### Exercise brief
Report each line of the listing below that contains the string "sidewalk", copying the whole line. Case matters.

## START

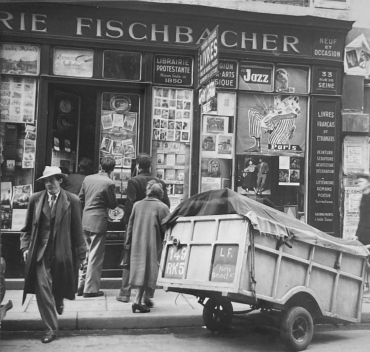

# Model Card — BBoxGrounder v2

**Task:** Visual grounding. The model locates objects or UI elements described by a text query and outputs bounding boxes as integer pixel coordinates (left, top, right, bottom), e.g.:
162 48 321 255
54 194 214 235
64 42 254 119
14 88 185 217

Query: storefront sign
215 60 238 89
0 4 345 60
308 98 340 234
239 62 273 92
154 55 193 86
53 48 94 78
198 26 219 87
312 66 342 95
313 32 344 61
0 43 40 76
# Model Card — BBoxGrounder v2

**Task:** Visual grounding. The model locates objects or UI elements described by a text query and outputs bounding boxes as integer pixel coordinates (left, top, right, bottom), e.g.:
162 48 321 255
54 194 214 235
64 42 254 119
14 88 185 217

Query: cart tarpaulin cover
163 189 369 257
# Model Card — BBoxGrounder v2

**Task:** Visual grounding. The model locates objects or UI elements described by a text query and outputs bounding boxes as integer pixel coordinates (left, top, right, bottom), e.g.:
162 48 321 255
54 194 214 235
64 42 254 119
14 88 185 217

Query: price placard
163 246 188 279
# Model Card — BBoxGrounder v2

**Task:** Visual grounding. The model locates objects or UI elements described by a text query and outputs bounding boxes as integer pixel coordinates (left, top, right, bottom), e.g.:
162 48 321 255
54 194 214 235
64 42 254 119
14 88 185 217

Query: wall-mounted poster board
343 136 370 175
308 97 340 235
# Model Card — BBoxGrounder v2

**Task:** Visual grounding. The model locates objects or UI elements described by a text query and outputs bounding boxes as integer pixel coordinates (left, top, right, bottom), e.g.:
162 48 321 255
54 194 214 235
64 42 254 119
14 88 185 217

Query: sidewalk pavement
1 289 370 331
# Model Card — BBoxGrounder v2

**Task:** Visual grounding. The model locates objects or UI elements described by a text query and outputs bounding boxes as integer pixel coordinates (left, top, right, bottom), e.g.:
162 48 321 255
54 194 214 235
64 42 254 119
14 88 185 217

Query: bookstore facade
0 4 351 278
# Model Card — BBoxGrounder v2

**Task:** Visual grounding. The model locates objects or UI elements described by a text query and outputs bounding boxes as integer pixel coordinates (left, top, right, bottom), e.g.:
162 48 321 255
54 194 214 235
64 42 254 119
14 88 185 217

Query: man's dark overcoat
21 189 87 303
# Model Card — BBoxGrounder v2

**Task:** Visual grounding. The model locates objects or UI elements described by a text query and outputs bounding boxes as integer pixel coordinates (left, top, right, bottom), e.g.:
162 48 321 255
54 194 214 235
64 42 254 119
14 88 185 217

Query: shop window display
200 92 236 192
100 93 140 204
152 87 193 210
0 74 37 230
236 93 308 217
103 50 142 81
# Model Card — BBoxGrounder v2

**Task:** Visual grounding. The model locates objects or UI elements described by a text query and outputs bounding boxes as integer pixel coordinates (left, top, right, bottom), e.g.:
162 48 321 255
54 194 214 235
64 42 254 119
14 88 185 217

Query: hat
37 166 68 182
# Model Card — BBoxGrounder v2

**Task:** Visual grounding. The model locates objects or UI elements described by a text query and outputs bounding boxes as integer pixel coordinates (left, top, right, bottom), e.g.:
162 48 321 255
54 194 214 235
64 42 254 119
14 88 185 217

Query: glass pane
236 93 308 218
152 87 193 210
53 48 94 77
0 76 37 230
199 92 236 192
100 93 140 199
103 50 141 81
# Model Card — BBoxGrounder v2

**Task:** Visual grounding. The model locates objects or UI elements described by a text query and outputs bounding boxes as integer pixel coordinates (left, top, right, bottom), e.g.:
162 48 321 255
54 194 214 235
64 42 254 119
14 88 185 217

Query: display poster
236 93 307 156
343 136 370 175
0 76 37 124
153 87 193 142
344 33 370 78
154 55 193 86
343 187 362 240
103 50 142 81
0 43 40 76
312 66 342 95
215 60 238 89
100 93 140 199
201 158 232 192
275 65 310 94
237 154 276 196
279 156 301 186
217 92 236 116
53 48 94 78
308 98 340 233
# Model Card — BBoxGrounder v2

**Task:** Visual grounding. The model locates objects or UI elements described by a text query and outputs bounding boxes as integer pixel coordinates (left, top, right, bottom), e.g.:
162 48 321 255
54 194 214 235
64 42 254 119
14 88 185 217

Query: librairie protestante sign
154 55 193 86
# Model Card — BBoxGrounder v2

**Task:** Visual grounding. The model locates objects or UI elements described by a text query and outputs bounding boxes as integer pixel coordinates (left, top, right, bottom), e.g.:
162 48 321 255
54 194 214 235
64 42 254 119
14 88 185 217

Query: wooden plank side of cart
157 215 366 322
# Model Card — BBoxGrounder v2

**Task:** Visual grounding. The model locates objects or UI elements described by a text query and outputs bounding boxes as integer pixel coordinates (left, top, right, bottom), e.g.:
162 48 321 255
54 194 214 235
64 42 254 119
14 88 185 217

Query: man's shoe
83 291 104 298
116 296 130 303
144 298 154 308
41 335 56 343
77 286 85 296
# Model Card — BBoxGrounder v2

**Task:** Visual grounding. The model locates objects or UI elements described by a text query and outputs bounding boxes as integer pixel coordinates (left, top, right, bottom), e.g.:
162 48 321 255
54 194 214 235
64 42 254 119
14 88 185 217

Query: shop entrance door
46 83 144 278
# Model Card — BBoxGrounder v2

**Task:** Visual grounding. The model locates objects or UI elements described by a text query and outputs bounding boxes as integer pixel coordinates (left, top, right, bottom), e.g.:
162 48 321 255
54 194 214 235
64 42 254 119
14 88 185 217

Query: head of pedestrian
100 156 116 175
356 174 370 193
146 180 164 199
78 158 93 175
37 166 68 194
136 153 152 171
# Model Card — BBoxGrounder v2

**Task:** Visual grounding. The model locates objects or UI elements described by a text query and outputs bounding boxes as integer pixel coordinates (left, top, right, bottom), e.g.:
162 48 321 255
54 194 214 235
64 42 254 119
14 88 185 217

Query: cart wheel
280 307 313 351
203 298 233 331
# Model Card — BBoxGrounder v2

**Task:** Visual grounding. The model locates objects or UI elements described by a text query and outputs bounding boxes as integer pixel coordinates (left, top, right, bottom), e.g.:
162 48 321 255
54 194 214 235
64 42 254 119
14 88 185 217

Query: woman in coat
356 175 370 246
126 180 169 313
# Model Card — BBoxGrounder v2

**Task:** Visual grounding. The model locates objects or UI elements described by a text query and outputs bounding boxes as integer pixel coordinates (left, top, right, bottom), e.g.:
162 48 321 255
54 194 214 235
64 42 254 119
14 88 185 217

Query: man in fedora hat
20 166 87 343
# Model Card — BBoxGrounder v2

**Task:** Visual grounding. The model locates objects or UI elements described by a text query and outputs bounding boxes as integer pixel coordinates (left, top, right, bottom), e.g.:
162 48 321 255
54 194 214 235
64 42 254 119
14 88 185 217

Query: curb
1 314 204 331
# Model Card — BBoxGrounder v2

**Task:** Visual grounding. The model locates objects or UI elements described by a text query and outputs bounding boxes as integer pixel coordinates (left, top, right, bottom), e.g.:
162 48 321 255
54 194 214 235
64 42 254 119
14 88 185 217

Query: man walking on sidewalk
21 166 87 343
116 154 170 308
78 156 117 298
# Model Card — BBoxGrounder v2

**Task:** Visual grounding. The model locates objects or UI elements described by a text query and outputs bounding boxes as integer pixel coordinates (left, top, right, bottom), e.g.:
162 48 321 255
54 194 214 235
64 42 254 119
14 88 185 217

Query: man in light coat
20 166 87 343
116 153 170 308
78 156 117 298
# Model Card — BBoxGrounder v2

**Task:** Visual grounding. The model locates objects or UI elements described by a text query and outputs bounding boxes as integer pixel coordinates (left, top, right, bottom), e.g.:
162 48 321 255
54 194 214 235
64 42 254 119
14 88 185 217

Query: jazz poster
236 93 307 155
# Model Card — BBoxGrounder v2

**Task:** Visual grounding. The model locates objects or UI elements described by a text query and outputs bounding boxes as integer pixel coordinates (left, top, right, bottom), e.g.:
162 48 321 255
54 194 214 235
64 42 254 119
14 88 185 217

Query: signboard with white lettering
215 60 238 89
313 32 345 61
163 246 188 279
154 55 193 86
308 97 340 234
198 26 218 87
211 244 239 283
312 66 342 95
239 62 273 92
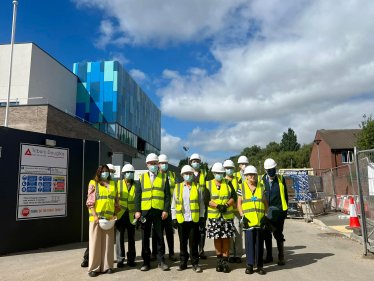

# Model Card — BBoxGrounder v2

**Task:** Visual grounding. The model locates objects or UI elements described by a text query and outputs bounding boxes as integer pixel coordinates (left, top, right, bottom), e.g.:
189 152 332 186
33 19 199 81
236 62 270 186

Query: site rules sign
17 143 69 220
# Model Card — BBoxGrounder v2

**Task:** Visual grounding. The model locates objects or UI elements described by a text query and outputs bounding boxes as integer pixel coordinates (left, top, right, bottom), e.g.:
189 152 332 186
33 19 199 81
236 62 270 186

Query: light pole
4 1 18 127
183 146 190 165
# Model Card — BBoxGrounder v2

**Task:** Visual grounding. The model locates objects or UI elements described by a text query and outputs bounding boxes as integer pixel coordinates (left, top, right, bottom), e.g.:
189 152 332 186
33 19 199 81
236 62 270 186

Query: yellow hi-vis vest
139 172 166 211
242 181 265 227
117 180 136 225
88 180 117 221
208 179 234 220
261 175 288 211
175 182 200 223
168 171 175 205
226 176 243 212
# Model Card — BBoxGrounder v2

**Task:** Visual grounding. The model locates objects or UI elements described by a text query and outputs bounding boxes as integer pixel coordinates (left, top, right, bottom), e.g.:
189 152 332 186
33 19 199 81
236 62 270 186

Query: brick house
310 129 361 195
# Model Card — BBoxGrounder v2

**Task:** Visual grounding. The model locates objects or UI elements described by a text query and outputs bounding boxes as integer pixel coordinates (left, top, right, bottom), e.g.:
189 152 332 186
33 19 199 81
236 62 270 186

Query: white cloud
130 69 148 84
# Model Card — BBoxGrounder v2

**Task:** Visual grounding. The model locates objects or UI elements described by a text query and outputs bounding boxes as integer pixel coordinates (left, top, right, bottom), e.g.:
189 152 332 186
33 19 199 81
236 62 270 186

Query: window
342 151 353 163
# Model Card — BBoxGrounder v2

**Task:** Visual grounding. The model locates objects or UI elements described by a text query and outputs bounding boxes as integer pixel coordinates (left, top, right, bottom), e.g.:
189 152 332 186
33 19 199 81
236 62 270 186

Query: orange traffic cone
349 197 361 227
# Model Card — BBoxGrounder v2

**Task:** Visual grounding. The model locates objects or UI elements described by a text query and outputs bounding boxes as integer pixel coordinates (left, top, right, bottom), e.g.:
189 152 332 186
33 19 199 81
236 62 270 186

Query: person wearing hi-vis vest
116 164 136 268
190 153 208 260
135 153 171 271
171 165 205 273
234 155 249 182
151 154 178 261
260 158 288 265
86 165 121 277
237 165 268 275
223 160 243 263
204 163 237 273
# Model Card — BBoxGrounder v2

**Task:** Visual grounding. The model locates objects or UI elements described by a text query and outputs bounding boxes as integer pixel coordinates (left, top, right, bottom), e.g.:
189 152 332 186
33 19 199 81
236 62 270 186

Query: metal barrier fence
355 147 374 255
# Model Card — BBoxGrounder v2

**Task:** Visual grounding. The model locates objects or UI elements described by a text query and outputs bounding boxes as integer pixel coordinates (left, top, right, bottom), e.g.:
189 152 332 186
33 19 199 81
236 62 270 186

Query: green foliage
355 115 374 150
279 128 300 151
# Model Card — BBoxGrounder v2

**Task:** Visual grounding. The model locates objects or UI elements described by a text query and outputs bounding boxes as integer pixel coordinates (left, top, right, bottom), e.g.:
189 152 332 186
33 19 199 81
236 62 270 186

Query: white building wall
0 43 32 104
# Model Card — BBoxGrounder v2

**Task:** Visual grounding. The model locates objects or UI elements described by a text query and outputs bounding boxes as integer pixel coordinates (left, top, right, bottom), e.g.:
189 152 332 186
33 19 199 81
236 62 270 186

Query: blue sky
0 0 374 164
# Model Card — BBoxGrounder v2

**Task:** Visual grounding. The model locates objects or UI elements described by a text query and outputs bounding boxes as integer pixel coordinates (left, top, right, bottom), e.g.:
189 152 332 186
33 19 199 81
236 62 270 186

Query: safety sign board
16 144 69 220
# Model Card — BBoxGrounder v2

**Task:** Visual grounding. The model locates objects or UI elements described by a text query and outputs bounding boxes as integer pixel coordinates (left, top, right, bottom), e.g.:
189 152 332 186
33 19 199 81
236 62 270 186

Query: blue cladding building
73 61 161 155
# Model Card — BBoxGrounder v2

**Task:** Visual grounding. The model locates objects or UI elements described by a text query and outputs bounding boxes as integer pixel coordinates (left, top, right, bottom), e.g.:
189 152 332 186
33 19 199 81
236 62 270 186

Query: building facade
73 61 161 155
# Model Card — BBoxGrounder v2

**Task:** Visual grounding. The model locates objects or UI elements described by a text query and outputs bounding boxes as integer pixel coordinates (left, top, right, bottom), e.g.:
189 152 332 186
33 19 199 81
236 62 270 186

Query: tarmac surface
0 220 374 281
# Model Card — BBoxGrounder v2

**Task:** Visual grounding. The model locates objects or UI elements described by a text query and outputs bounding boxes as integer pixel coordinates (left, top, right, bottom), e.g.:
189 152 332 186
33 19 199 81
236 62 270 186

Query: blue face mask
192 163 200 170
183 175 192 182
149 165 158 173
101 172 109 180
216 174 223 181
267 169 276 178
226 169 234 176
126 173 134 180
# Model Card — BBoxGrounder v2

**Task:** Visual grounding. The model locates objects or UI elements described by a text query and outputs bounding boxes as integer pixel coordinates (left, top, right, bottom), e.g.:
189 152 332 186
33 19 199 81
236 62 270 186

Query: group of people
82 153 288 277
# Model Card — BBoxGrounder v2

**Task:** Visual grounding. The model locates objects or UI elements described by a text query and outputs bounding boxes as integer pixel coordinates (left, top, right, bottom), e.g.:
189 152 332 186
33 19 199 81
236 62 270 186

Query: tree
279 128 300 151
355 115 374 150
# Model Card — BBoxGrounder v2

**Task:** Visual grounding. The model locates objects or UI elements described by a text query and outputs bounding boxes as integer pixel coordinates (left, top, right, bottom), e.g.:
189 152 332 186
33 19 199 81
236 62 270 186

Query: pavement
0 220 374 281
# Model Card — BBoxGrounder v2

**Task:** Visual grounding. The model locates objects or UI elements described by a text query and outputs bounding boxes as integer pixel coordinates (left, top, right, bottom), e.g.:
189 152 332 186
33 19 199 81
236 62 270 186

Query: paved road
0 220 374 281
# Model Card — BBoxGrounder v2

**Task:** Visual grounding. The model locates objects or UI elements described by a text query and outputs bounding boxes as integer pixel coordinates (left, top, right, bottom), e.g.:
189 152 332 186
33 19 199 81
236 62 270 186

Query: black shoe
245 264 254 274
229 257 236 263
127 260 136 267
192 264 203 273
158 261 169 271
140 262 151 271
177 263 187 271
81 259 88 266
88 271 99 277
257 266 266 275
216 259 223 272
264 257 273 263
222 261 231 273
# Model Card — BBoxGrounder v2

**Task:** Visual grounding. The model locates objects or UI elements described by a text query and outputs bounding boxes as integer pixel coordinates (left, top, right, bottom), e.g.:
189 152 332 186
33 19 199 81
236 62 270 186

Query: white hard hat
99 219 116 230
106 164 116 170
264 158 277 170
145 153 158 163
212 163 225 173
223 160 235 168
244 165 257 175
181 165 193 176
158 154 169 163
238 155 249 164
190 153 201 161
122 164 135 173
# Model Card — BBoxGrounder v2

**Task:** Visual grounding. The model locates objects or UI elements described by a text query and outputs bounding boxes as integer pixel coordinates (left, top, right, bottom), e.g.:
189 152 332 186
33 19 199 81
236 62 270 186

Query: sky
0 0 374 165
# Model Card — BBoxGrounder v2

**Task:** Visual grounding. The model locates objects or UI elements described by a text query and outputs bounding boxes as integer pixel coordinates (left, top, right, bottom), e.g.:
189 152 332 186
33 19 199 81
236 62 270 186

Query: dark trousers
116 213 136 262
265 212 287 257
178 221 200 265
142 208 165 263
244 228 264 267
152 208 174 255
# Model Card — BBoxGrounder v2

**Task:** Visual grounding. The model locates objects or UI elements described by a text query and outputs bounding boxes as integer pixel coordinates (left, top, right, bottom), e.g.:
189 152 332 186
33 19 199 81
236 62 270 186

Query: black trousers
142 208 165 263
178 221 200 265
152 211 174 256
116 212 136 262
244 228 264 267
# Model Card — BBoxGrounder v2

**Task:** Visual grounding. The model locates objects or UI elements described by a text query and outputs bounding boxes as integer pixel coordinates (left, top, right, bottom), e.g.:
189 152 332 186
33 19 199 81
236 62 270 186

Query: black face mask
267 168 276 178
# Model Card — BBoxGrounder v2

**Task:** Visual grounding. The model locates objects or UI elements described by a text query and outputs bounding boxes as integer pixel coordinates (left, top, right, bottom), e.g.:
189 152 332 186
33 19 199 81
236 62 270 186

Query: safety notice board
16 143 69 220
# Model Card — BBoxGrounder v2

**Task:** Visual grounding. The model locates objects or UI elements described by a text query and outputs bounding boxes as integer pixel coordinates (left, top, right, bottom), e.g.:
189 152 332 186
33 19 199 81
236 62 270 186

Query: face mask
183 175 192 182
216 174 223 181
149 165 158 173
226 169 234 176
192 163 200 170
126 173 134 180
267 169 275 178
101 172 109 180
161 164 169 171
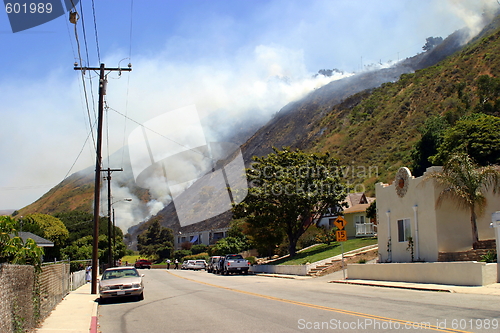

## END

### Response to this task
Query: sidewalk pavement
Query: man walking on sidewalk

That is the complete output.